■ **To do**: Retype the material below line for line, with no changes.

■ **Task inputs**:

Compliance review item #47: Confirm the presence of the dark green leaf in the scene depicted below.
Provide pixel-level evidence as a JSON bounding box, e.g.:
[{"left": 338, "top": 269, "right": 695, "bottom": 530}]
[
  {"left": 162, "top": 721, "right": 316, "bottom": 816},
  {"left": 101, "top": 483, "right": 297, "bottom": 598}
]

■ **Reply**:
Compliance review item #47: Confirm the presence of the dark green leaf in the scene depicted below.
Provide pixel-level evidence as a JSON bounding box, e.g.:
[{"left": 338, "top": 269, "right": 695, "bottom": 530}]
[
  {"left": 162, "top": 721, "right": 316, "bottom": 816},
  {"left": 101, "top": 483, "right": 297, "bottom": 598}
]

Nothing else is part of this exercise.